PROVIDED ENTRIES Start Marker

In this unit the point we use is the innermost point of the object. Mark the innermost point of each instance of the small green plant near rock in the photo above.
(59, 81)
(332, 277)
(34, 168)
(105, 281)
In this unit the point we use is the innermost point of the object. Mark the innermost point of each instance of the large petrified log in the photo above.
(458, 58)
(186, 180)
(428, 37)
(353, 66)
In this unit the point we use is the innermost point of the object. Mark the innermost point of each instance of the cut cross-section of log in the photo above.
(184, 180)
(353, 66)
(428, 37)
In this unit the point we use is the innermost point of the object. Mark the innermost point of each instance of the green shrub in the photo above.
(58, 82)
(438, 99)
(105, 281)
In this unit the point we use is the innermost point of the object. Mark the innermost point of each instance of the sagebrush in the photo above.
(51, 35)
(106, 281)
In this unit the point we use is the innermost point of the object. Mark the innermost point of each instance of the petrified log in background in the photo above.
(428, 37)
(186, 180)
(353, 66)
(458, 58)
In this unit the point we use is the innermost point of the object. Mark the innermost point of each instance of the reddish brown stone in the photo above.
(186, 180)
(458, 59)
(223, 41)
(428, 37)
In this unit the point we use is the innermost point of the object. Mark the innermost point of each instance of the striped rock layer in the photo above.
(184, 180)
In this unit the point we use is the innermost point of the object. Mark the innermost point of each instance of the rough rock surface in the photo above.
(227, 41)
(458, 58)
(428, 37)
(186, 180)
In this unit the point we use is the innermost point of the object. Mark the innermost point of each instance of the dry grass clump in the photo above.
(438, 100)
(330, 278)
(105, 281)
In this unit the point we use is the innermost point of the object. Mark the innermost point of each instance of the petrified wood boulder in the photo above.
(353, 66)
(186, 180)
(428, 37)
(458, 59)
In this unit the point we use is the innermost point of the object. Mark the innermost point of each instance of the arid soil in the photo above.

PROVIDED ENTRIES End Marker

Please repeat every record above word for word.

In this unit the point we use is the innermost point of the object. Mark the innermost point of each instance of the small green plant near rock in the photo above.
(59, 81)
(332, 277)
(34, 168)
(105, 281)
In this unit the point we use is the innermost point of the object. Mark the innermost point of each instance of the large petrified log in the photo above.
(458, 58)
(186, 180)
(428, 37)
(353, 66)
In this unit the point we use is the innermost point of the object. Mark the innermost point of each instance of the cut cross-section of log in the photo above.
(184, 180)
(353, 66)
(428, 37)
In this unit the point we use is the innermost point of the object. Mark the innermost point of each instance of the green shrub in the photo above.
(58, 82)
(438, 99)
(105, 281)
In this unit the point we use is the innermost point of the object. Mark the innermost point of each instance of the sagebrush in the photo above.
(51, 35)
(106, 281)
In this unit the point we use is the innermost point of the object. Mark the innermost point of each instance of the petrified log in background in the photo above.
(428, 37)
(186, 180)
(353, 66)
(458, 58)
In this unit the point we use is the innermost point of the object. Mark the innermost point of each instance of the reddish brown stone in the photo above.
(186, 180)
(458, 59)
(223, 41)
(428, 37)
In this unit the point we use is the innermost point of the object. Mark the innermost point of each instance of the striped rock layer in the photo above.
(184, 180)
In this unit the point we use is the innermost point of the object. Mark the innermost point of each instance of the rough rock surface in the photo above.
(227, 41)
(458, 58)
(428, 37)
(186, 180)
In this unit the point we use is the innermost point of the object. Mark the innermost point of each instance of the dry grass clump in the photo above.
(438, 100)
(330, 278)
(105, 281)
In this unit the point we use is the innermost point of the object. Mark the innermost point of each instance of the petrified wood boulder in the photo above.
(353, 66)
(186, 180)
(428, 37)
(458, 59)
In this unit the point we use is the innermost point of the object. Mark the innermost point of each instance of the arid soil in the photo above.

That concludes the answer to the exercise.